● Required work
This exercise asks for every line of the material that contains the word "beak".

● Given data
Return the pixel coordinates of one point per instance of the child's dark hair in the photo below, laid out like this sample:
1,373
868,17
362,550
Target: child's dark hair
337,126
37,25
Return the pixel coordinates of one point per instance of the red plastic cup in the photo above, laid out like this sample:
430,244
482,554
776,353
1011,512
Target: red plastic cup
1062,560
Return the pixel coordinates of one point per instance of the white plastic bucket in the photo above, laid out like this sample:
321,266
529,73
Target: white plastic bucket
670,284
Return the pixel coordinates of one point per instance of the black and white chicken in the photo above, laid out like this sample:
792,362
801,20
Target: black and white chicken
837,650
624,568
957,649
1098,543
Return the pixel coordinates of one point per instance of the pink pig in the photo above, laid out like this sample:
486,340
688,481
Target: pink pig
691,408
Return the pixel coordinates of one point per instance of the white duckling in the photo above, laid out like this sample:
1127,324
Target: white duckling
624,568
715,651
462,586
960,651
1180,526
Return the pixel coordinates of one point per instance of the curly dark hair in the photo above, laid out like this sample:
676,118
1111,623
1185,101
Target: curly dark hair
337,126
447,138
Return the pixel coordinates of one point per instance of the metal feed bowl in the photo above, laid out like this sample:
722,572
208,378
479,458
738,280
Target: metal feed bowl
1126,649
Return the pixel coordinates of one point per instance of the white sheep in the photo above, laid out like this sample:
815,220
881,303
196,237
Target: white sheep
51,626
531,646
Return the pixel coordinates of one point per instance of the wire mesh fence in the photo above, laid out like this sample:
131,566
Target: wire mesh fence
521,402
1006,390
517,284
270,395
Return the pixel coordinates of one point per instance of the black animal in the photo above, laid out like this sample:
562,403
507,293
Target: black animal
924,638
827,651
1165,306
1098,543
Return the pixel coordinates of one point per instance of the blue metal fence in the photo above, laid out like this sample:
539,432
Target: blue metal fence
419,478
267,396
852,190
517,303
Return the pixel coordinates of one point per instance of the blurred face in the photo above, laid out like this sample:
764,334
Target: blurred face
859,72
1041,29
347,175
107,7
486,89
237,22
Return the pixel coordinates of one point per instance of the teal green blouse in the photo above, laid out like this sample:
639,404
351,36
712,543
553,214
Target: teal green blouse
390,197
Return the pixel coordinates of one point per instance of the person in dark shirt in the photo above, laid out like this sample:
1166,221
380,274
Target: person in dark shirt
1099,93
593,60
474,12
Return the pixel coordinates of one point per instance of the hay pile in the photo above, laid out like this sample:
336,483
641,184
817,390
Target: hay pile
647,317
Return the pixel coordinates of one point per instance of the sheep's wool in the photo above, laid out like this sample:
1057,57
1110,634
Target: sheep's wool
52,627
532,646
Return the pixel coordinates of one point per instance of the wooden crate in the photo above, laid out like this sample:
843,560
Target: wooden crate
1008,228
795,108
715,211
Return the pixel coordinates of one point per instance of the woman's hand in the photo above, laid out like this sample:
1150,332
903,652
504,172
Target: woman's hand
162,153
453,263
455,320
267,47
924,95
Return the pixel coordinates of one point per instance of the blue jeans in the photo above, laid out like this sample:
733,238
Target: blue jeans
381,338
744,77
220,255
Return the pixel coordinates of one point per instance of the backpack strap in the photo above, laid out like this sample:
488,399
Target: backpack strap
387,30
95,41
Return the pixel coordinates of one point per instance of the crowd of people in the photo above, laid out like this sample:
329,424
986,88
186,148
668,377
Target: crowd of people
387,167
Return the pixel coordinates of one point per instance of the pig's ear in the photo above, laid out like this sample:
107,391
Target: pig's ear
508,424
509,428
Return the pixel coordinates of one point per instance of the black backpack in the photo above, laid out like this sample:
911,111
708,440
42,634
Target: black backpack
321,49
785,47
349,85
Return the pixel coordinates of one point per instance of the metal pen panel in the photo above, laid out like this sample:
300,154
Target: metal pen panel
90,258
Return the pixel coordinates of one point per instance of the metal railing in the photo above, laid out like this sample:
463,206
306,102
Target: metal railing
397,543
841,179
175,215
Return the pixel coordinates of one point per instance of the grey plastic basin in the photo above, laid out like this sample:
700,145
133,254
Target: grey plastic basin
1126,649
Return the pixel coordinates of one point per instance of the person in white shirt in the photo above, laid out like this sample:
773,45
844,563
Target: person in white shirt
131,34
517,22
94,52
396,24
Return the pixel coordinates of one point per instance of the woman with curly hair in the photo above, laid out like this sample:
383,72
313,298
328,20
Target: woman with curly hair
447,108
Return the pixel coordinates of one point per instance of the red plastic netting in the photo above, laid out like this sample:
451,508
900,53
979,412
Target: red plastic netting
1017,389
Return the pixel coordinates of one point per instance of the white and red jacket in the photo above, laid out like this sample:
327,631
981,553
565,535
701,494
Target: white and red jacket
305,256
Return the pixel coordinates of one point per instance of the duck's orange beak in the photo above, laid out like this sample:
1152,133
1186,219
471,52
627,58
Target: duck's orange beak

● Answer below
Return the pixel coordinates of one point per instance of the duck's orange beak in the photo above, laid out like this sample:
Target: duck's orange beak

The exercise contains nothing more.